- **Task requirements**
Extract every line in the listing below that contains the word "outline".

## START Exercise input

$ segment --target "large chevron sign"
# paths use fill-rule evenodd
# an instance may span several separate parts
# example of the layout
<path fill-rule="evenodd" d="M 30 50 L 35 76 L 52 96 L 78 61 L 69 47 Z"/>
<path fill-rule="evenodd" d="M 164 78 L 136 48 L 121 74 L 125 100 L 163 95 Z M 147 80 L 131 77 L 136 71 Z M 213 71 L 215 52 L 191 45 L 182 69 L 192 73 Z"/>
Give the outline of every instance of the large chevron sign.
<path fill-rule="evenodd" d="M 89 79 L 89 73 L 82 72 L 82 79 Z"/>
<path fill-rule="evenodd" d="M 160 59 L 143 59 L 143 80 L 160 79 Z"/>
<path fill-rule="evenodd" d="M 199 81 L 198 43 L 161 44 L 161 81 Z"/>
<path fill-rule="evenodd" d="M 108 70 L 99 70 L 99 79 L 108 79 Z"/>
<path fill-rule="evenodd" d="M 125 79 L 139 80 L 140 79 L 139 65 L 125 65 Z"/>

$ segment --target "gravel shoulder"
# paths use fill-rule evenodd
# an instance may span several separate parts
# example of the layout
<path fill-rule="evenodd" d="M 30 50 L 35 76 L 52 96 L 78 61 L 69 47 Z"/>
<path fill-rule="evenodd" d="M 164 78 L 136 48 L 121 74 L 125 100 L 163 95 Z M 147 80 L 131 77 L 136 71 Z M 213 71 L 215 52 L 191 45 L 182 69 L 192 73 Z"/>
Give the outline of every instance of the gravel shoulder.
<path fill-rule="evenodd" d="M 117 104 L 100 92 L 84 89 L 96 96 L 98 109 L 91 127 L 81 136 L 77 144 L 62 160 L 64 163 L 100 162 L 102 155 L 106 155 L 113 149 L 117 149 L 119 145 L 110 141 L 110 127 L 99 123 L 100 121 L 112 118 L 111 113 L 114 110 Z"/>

## END Exercise input
## START Exercise input

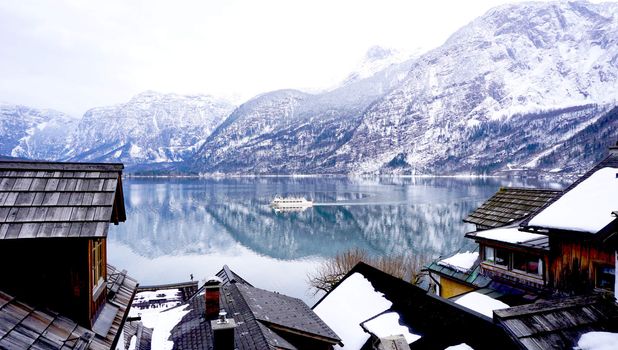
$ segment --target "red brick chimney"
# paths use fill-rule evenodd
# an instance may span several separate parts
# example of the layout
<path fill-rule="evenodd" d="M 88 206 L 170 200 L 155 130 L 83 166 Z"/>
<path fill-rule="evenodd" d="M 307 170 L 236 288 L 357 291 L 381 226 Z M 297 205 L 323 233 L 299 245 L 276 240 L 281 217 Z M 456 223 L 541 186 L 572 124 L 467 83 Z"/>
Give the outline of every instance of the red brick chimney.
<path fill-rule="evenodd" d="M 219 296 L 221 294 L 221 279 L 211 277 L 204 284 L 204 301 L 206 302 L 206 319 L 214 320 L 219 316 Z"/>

## END Exercise input

- **Answer below**
Give the outline of every instance of the large chevron sign.
Give the outline of every instance of the gravel shoulder.
Give the outline of every instance of the red brick chimney.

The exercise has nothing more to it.